Records provided:

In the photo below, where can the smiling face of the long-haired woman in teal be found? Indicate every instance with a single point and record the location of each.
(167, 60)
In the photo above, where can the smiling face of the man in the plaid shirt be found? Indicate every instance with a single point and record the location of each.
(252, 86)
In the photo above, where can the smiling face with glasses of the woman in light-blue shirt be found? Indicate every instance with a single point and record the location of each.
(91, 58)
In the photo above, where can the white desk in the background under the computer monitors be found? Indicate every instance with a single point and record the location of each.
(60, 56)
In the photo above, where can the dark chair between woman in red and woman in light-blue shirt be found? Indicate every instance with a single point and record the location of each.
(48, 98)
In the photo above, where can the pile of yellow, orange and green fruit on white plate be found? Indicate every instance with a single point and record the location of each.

What needs to be done:
Give the material above again, word for word.

Result of the task:
In the photo below, where can the smiling face of the long-haired woman in teal be found? Indicate every instance with a single point and record the location of each.
(167, 60)
In the photo above, where can the smiling face of the man in the plaid shirt be found? Indicate every instance with a single point and record the location of each.
(252, 86)
In the photo above, where can the smiling face with glasses of the woman in light-blue shirt be found? Indicate every instance with a single point and record the location of each.
(91, 58)
In the photo above, where can the white desk in the background under the computer monitors be found? Indicate every instance with a single point and record the location of each.
(60, 56)
In the photo above, where can the dark chair between woman in red and woman in light-blue shirt be found? Indicate every instance with a single point and record the location of each.
(48, 98)
In the photo above, where can the pile of yellow, orange and green fruit on white plate be found? Indicate every instance with a single point and record the location of each.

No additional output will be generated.